TASKS TO COMPLETE:
1. Using the Annie Oakley passage, explain in one to three sentences how Oakley's talent first came to light.
2. Decide whether each statement agrees with the Annie Oakley passage. Answer yes or no for each, and quote the deciding words of the passage.
(a) Annie Oakley was born Phoebe Ann Mosey.
(b) Oakley was 18 when she won the shooting match against Frank E. Butler.
(c) The photograph shows Oakley touring with Buffalo Bill's Wild West show in France.
3. From the Annie Oakley passage, quote the part that opens with the words containing "As posted on" and closes with "heads of state.".

PASSAGE PROVIDED:
━━━

Tuesday, August 13, 2024

Annie Oakley

As posted on Facebook by Dead Fred's Genealogy Photo Archive
 

Sharpshooter Annie Oakley while touring with Buffalo Bill’s Wild West show in Italy, 1890

Annie Oakley (born Phoebe Ann Mosey; August 13, 1860 – November 3, 1926) was an American sharpshooter and exhibition shooter. Her "amazing talent" first came to light when the then 15-year-old won a shooting match with traveling show marksman Frank E. Butler (whom she married). The couple joined Buffalo Bill's Wild West show a few years later. Oakley became a renowned international star, performing before royalty and heads of state.

━━━

Stored data:
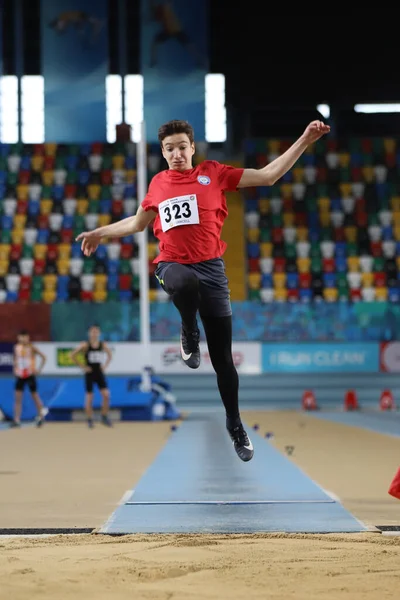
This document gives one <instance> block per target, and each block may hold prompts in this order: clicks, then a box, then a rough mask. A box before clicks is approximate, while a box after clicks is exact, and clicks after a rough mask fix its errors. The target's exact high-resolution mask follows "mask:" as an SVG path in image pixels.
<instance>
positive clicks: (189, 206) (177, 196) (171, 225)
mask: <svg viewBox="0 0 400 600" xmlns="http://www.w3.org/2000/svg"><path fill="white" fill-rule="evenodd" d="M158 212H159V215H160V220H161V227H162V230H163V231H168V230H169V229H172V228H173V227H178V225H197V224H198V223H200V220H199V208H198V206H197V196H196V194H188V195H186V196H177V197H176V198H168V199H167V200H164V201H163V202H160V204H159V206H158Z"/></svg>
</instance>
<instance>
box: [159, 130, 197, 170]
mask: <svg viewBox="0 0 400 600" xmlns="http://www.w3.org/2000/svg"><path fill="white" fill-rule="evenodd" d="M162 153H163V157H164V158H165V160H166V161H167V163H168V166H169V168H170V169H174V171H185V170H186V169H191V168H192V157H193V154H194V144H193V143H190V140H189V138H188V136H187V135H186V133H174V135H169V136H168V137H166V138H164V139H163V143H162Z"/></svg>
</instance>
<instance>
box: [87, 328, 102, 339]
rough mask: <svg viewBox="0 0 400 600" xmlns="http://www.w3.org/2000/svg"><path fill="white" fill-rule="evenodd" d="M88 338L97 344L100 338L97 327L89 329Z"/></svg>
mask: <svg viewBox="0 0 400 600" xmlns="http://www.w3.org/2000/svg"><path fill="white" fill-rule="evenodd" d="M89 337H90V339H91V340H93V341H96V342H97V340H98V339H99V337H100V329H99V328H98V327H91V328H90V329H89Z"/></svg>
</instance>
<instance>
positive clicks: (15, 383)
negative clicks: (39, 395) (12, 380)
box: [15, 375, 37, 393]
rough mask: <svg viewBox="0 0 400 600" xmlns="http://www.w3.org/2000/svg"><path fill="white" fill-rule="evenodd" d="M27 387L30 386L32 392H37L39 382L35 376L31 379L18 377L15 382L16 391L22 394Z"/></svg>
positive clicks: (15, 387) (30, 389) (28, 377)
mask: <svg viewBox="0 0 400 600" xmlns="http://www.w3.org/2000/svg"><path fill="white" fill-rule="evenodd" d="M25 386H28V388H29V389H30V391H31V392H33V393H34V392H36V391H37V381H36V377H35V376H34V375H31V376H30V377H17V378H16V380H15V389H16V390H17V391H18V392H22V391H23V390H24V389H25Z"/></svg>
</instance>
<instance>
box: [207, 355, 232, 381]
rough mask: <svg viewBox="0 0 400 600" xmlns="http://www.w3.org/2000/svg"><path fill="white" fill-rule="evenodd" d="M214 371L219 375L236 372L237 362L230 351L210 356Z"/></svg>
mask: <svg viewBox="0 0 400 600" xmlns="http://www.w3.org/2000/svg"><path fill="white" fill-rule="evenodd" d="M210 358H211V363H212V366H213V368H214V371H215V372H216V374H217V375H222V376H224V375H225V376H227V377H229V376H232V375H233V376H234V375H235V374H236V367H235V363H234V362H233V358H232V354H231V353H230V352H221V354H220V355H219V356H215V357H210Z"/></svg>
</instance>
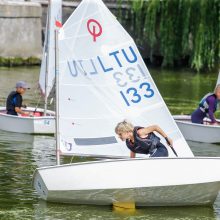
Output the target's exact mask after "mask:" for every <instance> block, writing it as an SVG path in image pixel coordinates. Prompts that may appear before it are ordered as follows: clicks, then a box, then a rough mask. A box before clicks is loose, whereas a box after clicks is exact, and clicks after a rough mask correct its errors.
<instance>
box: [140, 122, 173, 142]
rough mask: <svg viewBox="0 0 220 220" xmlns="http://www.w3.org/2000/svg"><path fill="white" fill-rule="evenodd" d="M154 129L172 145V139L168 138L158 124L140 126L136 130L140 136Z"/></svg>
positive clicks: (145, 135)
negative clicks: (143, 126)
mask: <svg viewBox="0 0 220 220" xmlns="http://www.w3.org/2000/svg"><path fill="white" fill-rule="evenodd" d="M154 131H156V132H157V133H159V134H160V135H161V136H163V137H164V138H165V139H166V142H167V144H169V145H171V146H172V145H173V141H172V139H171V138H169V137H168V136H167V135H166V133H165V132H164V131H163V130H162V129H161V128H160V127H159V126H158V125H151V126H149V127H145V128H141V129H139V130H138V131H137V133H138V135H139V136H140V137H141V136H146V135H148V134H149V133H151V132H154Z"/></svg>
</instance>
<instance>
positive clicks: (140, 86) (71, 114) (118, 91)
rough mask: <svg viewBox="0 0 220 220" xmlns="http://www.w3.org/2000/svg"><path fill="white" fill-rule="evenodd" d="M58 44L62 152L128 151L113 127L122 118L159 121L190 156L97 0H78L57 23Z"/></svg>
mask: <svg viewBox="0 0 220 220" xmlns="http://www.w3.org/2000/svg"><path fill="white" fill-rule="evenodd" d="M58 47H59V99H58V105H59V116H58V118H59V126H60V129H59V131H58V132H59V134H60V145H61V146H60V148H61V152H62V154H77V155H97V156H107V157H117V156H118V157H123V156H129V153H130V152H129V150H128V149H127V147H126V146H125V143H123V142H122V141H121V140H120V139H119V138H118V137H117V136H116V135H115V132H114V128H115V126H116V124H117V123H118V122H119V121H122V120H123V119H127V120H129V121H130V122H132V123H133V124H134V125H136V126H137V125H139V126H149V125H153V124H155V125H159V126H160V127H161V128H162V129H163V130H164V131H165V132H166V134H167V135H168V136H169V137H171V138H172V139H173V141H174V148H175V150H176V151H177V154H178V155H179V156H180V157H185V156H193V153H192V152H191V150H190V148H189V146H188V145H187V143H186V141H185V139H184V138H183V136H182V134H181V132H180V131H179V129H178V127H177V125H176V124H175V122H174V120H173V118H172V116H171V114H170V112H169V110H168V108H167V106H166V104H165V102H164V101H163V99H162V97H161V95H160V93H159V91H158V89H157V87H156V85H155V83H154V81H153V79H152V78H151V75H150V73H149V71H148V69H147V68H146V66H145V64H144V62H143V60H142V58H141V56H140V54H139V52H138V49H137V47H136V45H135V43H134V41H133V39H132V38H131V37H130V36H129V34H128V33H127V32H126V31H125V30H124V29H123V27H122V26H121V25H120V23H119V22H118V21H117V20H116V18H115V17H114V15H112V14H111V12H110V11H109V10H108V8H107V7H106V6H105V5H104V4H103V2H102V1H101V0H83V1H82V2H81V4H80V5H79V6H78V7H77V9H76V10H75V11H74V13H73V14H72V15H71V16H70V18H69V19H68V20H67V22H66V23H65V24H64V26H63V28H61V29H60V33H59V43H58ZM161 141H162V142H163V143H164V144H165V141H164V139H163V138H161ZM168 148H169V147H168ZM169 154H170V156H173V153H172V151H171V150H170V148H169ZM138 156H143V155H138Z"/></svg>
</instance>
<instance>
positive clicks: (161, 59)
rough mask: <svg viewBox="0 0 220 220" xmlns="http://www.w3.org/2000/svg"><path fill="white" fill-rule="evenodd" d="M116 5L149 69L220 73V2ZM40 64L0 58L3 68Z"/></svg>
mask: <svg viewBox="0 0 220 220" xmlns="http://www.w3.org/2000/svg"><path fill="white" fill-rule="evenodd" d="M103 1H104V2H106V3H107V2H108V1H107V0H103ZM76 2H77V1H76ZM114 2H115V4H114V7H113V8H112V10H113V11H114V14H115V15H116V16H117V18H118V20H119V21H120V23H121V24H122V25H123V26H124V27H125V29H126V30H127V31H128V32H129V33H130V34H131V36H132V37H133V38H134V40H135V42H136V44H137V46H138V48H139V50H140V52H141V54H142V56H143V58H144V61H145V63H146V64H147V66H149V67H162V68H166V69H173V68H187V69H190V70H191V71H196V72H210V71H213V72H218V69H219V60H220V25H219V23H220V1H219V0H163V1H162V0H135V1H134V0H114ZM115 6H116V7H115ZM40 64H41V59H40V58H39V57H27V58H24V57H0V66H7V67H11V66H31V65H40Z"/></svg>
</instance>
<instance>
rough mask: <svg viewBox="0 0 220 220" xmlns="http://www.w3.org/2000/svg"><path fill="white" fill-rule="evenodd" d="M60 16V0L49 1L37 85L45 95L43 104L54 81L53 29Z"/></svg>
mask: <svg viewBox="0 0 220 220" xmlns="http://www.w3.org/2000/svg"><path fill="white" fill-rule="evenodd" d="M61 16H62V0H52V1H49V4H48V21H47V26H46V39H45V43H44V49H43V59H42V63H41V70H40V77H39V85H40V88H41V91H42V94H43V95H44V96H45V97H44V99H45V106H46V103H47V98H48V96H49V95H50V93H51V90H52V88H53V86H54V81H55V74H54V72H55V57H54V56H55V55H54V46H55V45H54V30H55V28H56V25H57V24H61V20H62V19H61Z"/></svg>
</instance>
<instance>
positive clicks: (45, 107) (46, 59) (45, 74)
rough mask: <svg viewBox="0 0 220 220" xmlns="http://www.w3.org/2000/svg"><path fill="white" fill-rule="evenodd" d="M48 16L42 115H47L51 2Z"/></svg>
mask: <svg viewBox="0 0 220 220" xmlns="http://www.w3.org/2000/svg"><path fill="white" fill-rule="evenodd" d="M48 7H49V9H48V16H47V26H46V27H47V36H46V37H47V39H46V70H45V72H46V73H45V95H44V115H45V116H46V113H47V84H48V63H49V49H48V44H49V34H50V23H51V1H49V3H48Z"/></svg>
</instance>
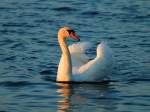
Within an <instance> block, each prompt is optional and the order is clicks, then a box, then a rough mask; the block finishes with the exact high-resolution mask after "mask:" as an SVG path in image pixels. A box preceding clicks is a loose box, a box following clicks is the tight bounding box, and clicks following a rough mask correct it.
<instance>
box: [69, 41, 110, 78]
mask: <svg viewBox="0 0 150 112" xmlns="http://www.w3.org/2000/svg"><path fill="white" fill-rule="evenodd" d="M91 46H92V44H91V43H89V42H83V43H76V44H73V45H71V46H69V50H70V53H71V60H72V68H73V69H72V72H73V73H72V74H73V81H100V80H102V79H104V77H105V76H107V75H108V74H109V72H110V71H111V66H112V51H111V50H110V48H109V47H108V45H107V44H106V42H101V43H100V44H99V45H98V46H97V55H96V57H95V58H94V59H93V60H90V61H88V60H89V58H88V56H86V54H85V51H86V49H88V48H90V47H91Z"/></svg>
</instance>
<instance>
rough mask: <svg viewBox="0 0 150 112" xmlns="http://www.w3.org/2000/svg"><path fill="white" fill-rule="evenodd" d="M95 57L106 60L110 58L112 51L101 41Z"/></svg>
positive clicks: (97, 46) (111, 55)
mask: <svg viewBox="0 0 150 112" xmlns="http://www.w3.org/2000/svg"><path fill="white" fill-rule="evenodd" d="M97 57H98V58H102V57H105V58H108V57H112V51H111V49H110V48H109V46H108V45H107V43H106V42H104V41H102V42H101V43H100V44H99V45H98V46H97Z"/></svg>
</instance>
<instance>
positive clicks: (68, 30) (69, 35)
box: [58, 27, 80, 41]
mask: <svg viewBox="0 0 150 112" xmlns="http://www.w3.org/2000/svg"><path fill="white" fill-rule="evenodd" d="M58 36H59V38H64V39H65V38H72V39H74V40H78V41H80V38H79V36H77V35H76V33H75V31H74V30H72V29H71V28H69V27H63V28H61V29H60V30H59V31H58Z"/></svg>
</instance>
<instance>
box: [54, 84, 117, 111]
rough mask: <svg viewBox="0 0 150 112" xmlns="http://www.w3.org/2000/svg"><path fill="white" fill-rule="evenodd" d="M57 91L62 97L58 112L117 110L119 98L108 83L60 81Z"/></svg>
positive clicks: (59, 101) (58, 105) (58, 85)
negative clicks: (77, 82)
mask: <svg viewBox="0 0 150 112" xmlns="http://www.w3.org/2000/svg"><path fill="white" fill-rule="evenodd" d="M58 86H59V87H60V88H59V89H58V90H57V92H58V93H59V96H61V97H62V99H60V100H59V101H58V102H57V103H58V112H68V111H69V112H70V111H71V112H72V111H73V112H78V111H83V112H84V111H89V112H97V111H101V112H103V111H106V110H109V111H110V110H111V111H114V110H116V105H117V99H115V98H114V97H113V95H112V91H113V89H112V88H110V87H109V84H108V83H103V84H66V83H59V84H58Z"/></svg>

━━━

SOLUTIONS TO THE PROBLEMS:
1. Oakley's talent first came to light when, at 15, she won a shooting match against Frank E. Butler, a marksman with a traveling show. She later married him.

2.
(a) Yes: "born Phoebe Ann Mosey"
(b) No: "the then 15-year-old won a shooting match with traveling show marksman Frank E. Butler"
(c) No: "while touring with Buffalo Bill’s Wild West show in Italy, 1890"

3.
As posted on Facebook by Dead Fred's Genealogy Photo Archive
 

Sharpshooter Annie Oakley while touring with Buffalo Bill’s Wild West show in Italy, 1890

Annie Oakley (born Phoebe Ann Mosey; August 13, 1860 – November 3, 1926) was an American sharpshooter and exhibition shooter. Her "amazing talent" first came to light when the then 15-year-old won a shooting match with traveling show marksman Frank E. Butler (whom she married). The couple joined Buffalo Bill's Wild West show a few years later. Oakley became a renowned international star, performing before royalty and heads of state.